EXTRACT TO READ Start Marker

Alcohol vending machines: A solution for high traffic venues?

The Boxx, alcohol vending machine for stadiums

Dear Client:

In the age of AI, could age-gating, tech-equipped alcohol vending machines be part of the answer to on-premise service gaps at high traffic venues — like stadiums and hotels?

At least that’s what Boxxtech hopes.

The company is rolling out that technology now, after piloting “The Boxx” alcohol vending machines at Progressive Field (home of the Cleveland Guardians MLB team) last year. They won placement at the stadium this year with food and beverage operator Delaware North and have plans to “expand everywhere that Delaware North manages,” including additional stadiums, airports and convention centers, Boxxtech CEO Lauren Smee told CBD.

(Note that Boxxtech only supplies the machines to venues, it does not supply alcohol, which goes through a venue’s regular distribution channel.)

The Scottsdale, Arizona-headquartered company cofounded by Lauren and ex-NFL player Lamarr Houston is in Ohio and Texas currently with plans to roll out 50 Boxx alcohol vending machines by the end of the year. “That will take us to about 10 different states by the end of the year,” Lauren said.

They’ve served more than 27,000 consumers since they launched in April and have done as much as $68 a minute in sales during peak operation at events.

EXTRACT TO READ End Marker
ENTRIES SUPPLIED Start Marker

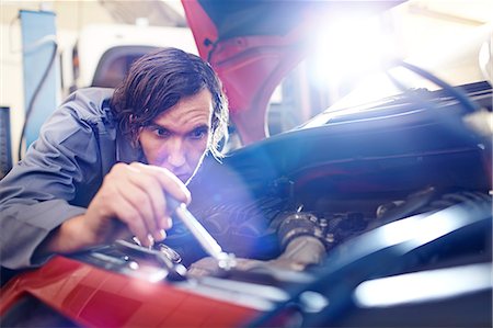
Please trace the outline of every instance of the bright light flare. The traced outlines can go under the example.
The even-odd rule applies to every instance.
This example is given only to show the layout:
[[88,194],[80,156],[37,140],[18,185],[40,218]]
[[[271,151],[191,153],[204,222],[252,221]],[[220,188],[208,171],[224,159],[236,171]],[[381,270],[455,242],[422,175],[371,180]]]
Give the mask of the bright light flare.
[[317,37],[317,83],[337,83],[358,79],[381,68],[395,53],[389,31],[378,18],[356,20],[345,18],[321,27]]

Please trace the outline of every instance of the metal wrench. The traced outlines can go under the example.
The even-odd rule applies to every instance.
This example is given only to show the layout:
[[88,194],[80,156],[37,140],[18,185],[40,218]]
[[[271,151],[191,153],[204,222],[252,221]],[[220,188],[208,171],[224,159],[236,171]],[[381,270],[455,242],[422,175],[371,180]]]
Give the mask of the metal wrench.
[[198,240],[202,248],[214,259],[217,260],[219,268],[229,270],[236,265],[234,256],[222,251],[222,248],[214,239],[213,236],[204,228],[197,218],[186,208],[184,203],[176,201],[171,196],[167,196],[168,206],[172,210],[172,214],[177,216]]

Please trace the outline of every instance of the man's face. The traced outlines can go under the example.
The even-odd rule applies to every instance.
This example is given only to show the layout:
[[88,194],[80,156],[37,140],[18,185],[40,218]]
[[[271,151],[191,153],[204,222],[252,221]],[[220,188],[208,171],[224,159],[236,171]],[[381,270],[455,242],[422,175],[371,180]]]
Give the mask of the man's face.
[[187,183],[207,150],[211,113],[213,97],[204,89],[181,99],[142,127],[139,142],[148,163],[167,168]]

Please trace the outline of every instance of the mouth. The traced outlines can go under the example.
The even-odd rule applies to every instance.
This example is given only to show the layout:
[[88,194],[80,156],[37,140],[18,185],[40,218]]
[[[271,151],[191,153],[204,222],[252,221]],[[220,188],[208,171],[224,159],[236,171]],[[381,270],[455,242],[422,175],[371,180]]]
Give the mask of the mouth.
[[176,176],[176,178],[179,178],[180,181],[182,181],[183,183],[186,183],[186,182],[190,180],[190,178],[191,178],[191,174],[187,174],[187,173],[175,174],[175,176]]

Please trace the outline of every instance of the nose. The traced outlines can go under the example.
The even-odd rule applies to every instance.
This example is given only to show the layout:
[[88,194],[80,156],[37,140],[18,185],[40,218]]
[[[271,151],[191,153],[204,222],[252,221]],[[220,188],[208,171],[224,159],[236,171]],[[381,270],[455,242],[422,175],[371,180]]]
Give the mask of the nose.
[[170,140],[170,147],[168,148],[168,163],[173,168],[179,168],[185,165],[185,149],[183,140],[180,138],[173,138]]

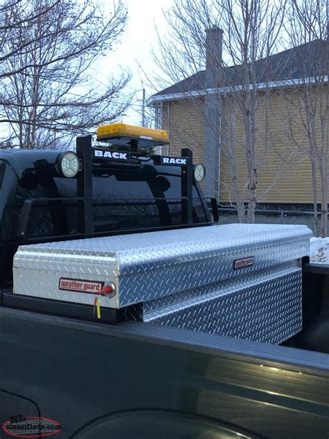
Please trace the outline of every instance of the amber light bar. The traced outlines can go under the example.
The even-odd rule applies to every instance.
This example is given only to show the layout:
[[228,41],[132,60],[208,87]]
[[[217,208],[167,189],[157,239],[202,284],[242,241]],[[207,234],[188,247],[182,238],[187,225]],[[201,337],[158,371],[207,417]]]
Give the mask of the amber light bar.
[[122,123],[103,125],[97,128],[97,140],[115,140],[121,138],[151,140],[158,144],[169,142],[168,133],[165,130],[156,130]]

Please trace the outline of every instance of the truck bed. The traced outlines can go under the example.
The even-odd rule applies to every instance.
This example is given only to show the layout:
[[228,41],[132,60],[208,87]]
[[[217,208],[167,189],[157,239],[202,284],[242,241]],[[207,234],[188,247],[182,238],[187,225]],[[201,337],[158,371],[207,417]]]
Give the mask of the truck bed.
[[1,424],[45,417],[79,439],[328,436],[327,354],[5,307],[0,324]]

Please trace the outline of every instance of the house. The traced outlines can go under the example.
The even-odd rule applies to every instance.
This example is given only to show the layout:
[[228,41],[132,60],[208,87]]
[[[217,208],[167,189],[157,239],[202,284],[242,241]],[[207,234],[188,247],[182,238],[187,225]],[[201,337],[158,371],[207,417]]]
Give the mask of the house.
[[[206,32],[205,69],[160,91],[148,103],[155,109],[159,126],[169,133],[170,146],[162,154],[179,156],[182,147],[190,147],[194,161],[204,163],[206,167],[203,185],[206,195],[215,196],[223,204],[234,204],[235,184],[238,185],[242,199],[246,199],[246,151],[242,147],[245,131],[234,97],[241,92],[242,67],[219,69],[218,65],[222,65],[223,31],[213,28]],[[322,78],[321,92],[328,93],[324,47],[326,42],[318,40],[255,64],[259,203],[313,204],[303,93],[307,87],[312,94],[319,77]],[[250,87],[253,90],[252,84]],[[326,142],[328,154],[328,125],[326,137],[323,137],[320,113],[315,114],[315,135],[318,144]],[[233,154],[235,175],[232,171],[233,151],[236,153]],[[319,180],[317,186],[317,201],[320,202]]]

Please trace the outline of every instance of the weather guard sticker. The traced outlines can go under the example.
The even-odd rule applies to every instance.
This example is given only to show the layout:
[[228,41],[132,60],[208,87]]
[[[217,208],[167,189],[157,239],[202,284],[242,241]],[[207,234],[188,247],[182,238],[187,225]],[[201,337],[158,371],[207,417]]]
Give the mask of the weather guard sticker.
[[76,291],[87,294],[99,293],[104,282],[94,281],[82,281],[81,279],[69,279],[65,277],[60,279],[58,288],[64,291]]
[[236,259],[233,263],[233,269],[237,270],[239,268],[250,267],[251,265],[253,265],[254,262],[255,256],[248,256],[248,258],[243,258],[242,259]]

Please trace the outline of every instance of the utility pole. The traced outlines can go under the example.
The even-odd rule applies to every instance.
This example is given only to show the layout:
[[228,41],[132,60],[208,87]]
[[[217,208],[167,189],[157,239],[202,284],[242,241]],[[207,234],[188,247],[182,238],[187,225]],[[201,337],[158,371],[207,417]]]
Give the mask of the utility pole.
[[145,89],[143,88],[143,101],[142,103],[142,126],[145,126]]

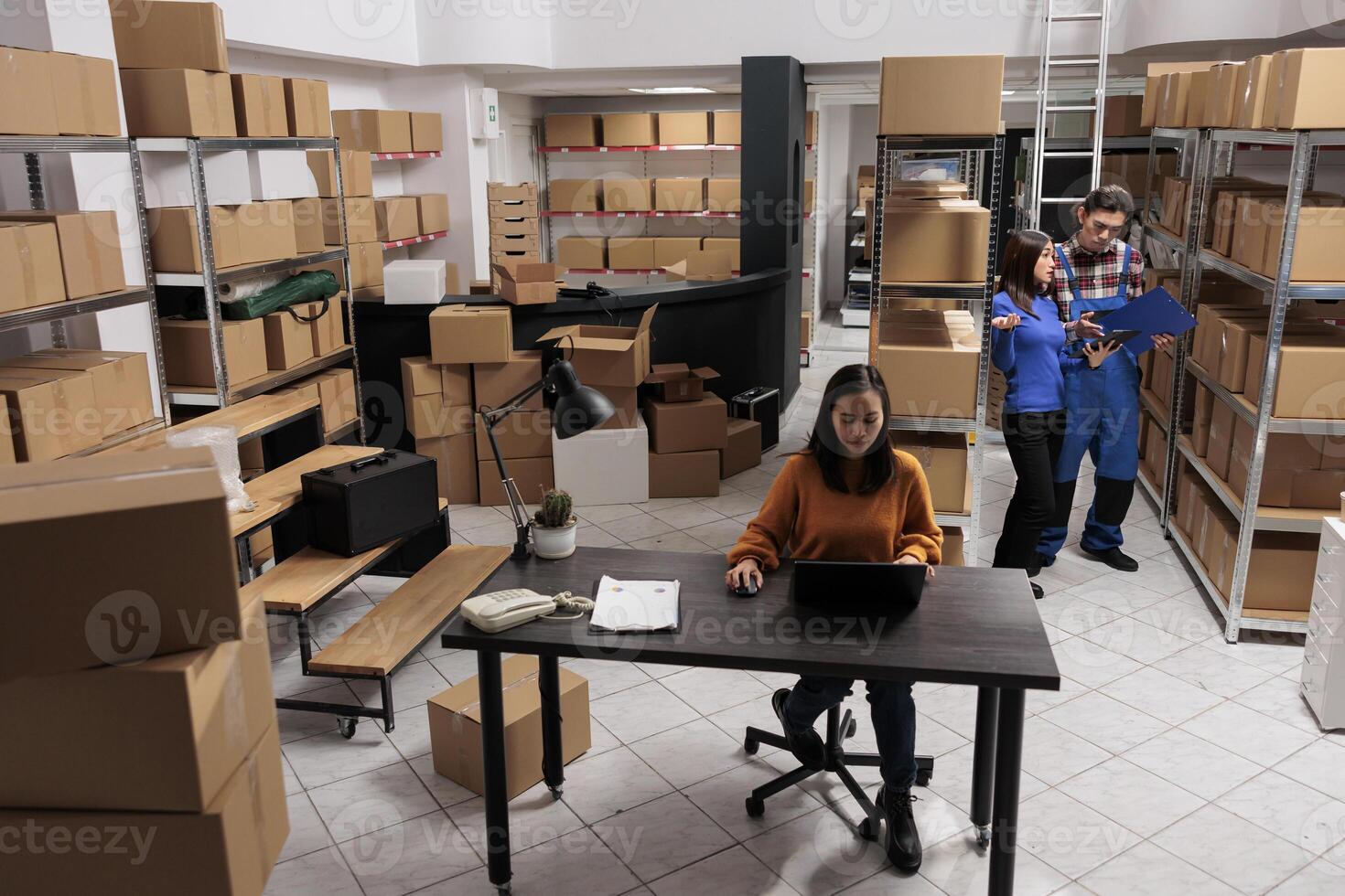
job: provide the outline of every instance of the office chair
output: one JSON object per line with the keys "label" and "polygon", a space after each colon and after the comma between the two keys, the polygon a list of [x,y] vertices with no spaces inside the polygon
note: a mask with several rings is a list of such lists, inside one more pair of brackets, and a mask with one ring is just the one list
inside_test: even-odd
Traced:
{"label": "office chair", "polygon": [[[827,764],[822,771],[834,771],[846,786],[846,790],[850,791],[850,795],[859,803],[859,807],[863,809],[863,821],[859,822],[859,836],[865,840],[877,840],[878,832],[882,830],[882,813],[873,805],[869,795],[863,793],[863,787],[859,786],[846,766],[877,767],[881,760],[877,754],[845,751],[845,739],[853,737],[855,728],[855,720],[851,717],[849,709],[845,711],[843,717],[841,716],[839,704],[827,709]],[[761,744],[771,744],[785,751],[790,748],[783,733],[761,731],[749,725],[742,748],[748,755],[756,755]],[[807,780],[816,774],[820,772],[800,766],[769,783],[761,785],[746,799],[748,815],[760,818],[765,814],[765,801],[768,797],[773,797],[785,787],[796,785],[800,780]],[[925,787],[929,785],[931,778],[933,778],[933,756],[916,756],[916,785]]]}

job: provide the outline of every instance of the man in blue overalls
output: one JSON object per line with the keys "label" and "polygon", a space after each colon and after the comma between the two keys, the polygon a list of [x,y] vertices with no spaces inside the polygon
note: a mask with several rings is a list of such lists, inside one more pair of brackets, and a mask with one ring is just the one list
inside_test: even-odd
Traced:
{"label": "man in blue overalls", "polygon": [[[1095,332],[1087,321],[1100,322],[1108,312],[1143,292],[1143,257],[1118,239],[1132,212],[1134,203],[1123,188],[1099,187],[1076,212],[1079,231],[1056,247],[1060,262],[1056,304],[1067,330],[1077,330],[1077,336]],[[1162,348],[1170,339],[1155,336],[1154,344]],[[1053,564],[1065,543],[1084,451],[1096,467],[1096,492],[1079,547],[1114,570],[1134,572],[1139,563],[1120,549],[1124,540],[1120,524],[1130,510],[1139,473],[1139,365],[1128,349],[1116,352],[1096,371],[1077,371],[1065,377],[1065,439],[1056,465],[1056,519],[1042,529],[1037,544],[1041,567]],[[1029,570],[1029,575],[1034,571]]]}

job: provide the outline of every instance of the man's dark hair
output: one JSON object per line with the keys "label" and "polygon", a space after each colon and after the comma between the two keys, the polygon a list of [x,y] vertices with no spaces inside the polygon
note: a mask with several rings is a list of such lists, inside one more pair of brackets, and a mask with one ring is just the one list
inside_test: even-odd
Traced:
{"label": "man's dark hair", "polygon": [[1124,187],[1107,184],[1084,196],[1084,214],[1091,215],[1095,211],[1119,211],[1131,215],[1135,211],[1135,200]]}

ENTRIES SUPPLIED End Marker
ENTRIES SUPPLIED Start Marker

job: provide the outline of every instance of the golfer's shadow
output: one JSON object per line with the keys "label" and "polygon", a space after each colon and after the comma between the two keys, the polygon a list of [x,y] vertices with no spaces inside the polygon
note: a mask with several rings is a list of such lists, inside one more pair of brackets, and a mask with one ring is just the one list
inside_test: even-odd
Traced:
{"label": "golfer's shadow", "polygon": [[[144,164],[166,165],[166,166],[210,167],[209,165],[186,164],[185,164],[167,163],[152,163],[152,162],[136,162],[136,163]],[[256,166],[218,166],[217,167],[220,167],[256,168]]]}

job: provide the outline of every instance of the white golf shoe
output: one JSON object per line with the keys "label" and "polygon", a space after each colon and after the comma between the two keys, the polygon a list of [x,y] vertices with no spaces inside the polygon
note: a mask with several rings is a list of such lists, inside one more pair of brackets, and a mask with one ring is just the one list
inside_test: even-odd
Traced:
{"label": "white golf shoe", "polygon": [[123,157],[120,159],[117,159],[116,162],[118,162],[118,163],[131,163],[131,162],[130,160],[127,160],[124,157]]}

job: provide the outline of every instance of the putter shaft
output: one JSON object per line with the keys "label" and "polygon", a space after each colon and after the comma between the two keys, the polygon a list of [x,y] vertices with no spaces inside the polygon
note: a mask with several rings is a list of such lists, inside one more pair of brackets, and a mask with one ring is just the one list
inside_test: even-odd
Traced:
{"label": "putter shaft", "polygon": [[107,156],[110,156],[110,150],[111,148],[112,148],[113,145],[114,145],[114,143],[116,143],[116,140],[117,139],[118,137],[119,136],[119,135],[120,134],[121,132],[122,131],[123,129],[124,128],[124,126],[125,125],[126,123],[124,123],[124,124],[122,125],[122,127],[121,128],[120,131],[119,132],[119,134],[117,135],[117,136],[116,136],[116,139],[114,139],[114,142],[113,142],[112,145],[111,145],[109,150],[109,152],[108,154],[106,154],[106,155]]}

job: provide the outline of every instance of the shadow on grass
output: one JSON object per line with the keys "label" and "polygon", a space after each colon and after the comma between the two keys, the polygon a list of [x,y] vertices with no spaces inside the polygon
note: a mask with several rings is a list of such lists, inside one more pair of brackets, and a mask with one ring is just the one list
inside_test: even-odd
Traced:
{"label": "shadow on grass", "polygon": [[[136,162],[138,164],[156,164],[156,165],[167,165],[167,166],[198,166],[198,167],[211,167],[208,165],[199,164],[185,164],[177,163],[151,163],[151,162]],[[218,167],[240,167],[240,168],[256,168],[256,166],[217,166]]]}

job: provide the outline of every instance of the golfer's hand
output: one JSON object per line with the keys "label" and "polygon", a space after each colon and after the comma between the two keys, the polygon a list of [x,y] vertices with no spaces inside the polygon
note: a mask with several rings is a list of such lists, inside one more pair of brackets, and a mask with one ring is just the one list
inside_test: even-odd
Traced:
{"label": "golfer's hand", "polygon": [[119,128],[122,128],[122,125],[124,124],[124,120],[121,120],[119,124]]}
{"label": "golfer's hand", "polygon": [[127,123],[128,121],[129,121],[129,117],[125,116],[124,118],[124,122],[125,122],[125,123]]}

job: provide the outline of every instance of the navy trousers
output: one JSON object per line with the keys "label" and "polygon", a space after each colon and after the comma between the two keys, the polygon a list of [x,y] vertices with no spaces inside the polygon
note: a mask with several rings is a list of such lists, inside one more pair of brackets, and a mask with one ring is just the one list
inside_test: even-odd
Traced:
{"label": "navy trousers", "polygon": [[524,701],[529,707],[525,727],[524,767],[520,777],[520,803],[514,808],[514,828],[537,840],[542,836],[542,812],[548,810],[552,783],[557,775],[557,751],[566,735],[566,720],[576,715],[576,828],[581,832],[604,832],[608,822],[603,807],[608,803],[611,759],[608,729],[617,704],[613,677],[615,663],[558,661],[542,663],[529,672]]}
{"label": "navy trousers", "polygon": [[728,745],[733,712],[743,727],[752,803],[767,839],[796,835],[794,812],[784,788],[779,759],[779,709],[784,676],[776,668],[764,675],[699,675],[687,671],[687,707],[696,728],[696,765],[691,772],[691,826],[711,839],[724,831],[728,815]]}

ENTRIES SUPPLIED End Marker

WORK INSTRUCTIONS —
(1) In the article on alcohol vending machines, how many Boxx machines does the company plan to roll out by the end of the year?
(2) Continue the article on alcohol vending machines from the point where it stops.
The items in both blocks come from a separate source, not from the article on alcohol vending machines.

ANSWERS FOR THIS EXERCISE —
(1) 50 machines.

(2)
The Boxx is also “a permanent installation with the Super Bowl planning committee,” Lauren said, with vending machines posted at the ‘23 and ‘24 Super Bowl Games and “NFL-branded Boxxes” coming to the 2025 Super Bowl in New Orleans.

“It’s been amazing to be a part of those the last two years, [as] we hit some incredible milestones in terms of drinks served and speed and getting new customers,” Lauren said.

The impetus for the Boxx? Lost alcohol sales.

While CBD readers may think The Boxx alcohol vending machines were created in response to Covid-induced service challenges on-premise, you’d be partly right: the company was founded in February 2020 on the cusp of the pandemic, but certainly accelerated during the era of “alcohol to-go,” Lamarr said.

The B2B solution (Boxxtech provides vending machines to venue operators who then stock it with their own products) was designed with the end consumer in mind.

“Every single adult drinker consumer has a story where they waited in a really long line, paid a really inflated price for an alcoholic beverage and then most likely didn’t return,” Lauren said. “So it’s the poor consumer experience, the lost alcohol sales for the people that are actually selling the drinks, that’s a real problem. So The Boxx was designed to literally solve and alleviate all those issues.”

How it works.

In terms of how The Boxx vending machines work, transactions, including age verification via technology, takes about 30 seconds, with consumers allowed to purchase two products per transaction.

The age-gaiting tech uses a two-step process to both confirm a user’s ID is valid and also uses AI “to make sure that the person presenting the ID is the actual ID holder,” Lauren said.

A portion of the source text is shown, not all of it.